This is one issue that will be addressed in the recent case, New York Life Insurance Company v. Powell, et al., where the Powell and Cox heirs may fight it out over Josh’s, Susan’s and the kids’ life insurance proceeds.
The answer is that death will be presumed if/when Susan has been missing for more than seven years, with no finding of her remains. That said, it could be determined that she died earlier. Two settled principles apply:
1. a person who was alive when last seen is presumed to continue living until the contrary is shown; and
2. one who disappears and remains unheard of for seven years, and whose absence is unexplained, is presumed to have passed away.
Where the proof shows that the absentee encountered some specific peril to which it may reasonably be thought he/she had succumbed, death may be inferred short of the expiration of the seven-year period. See Occidental Life Ins. Co. v. Thomas, 107 F.2d 876 (9th Cir. Idaho). If that is the case, it will be up to a judge or jury to make that determination.

> _Direction A_:
In the passage on presumed death, after how many years of unexplained absence is a missing person presumed to have died?
> _Direction B_:
Rewrite the passage on presumed death from "Where the proof" up to and including "make that determination.", putting "particular danger" in place of "specific peril".

> _Position identification records_:
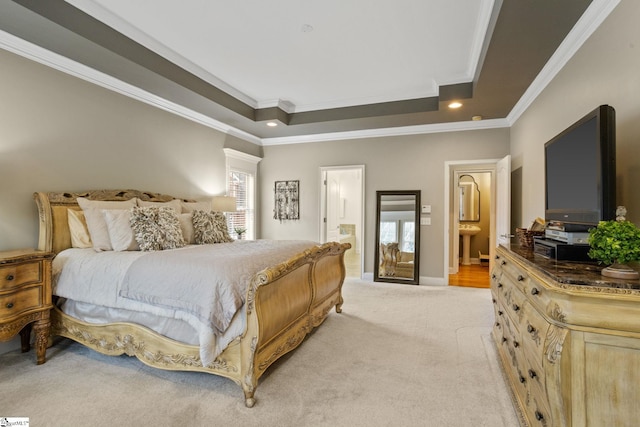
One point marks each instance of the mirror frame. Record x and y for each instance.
(416, 253)
(473, 186)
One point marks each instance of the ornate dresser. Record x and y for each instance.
(25, 298)
(568, 339)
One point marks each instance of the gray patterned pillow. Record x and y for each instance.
(210, 227)
(156, 228)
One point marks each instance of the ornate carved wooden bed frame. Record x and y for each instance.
(284, 303)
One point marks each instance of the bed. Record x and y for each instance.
(282, 305)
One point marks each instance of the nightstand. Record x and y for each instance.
(25, 298)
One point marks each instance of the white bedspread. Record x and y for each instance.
(98, 278)
(208, 281)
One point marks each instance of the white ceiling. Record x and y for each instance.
(366, 68)
(357, 52)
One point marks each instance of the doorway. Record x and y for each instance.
(498, 196)
(342, 212)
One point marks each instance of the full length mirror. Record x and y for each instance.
(397, 256)
(469, 196)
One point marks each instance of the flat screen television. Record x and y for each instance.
(580, 172)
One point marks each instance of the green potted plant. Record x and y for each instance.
(616, 243)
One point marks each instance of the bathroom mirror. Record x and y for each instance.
(469, 197)
(397, 255)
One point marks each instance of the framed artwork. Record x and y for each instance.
(286, 200)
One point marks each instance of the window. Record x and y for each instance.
(241, 184)
(388, 231)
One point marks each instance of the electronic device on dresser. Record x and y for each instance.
(580, 184)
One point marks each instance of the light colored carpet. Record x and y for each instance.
(398, 355)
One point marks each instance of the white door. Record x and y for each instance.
(333, 207)
(503, 201)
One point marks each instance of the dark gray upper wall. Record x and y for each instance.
(605, 70)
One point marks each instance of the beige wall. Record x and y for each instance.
(60, 133)
(605, 70)
(413, 162)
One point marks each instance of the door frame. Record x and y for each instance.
(451, 235)
(322, 232)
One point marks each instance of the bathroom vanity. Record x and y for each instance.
(568, 340)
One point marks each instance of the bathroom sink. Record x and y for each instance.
(469, 230)
(466, 231)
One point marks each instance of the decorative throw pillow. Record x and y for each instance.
(210, 227)
(95, 219)
(156, 228)
(120, 231)
(196, 206)
(80, 237)
(186, 225)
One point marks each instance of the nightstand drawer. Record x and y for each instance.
(16, 275)
(19, 302)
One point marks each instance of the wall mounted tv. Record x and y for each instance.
(580, 172)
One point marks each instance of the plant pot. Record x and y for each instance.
(620, 271)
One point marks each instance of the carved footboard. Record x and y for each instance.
(285, 303)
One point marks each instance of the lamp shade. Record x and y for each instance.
(223, 204)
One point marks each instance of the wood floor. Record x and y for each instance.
(473, 276)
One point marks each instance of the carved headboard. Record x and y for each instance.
(54, 235)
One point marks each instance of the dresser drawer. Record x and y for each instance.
(16, 303)
(514, 303)
(537, 405)
(16, 275)
(533, 331)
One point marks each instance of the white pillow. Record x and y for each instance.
(80, 237)
(175, 204)
(96, 223)
(196, 206)
(120, 231)
(186, 225)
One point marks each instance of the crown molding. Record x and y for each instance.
(58, 62)
(387, 132)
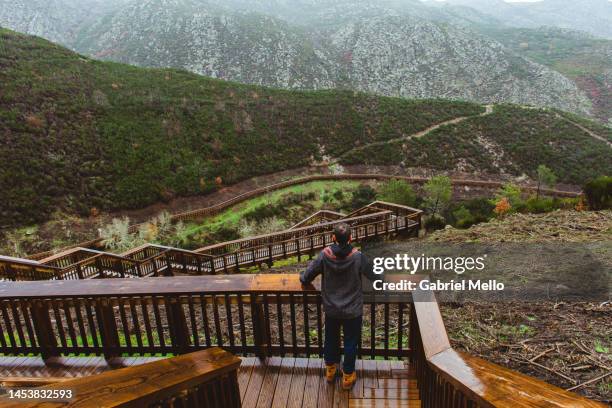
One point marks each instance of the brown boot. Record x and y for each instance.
(330, 372)
(348, 380)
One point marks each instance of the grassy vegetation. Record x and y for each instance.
(290, 204)
(81, 134)
(526, 138)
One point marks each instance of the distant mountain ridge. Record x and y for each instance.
(404, 48)
(373, 49)
(78, 134)
(591, 16)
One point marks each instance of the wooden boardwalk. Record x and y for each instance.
(299, 382)
(276, 382)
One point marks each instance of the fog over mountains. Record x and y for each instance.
(405, 48)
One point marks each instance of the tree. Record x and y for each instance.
(546, 177)
(398, 192)
(511, 192)
(438, 193)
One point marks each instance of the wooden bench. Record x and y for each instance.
(207, 378)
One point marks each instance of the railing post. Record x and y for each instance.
(270, 260)
(177, 322)
(80, 271)
(168, 271)
(120, 268)
(108, 329)
(100, 268)
(154, 263)
(259, 327)
(44, 330)
(11, 274)
(297, 246)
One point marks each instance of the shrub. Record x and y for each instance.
(116, 236)
(463, 218)
(598, 193)
(265, 226)
(512, 193)
(480, 208)
(502, 207)
(363, 196)
(539, 205)
(434, 222)
(398, 192)
(438, 193)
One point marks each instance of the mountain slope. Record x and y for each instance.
(584, 59)
(76, 133)
(591, 16)
(373, 49)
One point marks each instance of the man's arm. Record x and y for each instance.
(313, 270)
(367, 269)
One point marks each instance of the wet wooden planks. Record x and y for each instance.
(275, 382)
(32, 371)
(299, 383)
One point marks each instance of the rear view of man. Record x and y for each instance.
(342, 267)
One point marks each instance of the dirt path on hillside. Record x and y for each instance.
(424, 132)
(587, 131)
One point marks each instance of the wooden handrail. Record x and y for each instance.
(447, 378)
(266, 314)
(210, 374)
(319, 216)
(198, 312)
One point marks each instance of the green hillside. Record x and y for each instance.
(511, 140)
(77, 134)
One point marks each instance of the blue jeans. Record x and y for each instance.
(352, 336)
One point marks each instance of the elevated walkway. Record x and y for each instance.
(378, 219)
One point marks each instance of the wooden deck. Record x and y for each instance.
(275, 382)
(299, 382)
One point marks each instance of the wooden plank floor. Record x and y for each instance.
(275, 382)
(298, 382)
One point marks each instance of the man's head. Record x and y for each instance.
(342, 234)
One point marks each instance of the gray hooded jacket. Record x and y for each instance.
(341, 285)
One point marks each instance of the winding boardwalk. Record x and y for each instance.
(424, 132)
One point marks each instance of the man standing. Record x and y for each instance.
(342, 267)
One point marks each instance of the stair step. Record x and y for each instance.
(380, 403)
(391, 393)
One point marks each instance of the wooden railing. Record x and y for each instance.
(245, 314)
(319, 217)
(17, 269)
(377, 219)
(255, 314)
(451, 379)
(218, 208)
(205, 379)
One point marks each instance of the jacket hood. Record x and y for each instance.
(341, 251)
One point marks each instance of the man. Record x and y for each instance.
(342, 267)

> _Result A_:
Seven years.

> _Result B_:
Where the proof shows that the absentee encountered some particular danger to which it may reasonably be thought he/she had succumbed, death may be inferred short of the expiration of the seven-year period. See Occidental Life Ins. Co. v. Thomas, 107 F.2d 876 (9th Cir. Idaho). If that is the case, it will be up to a judge or jury to make that determination.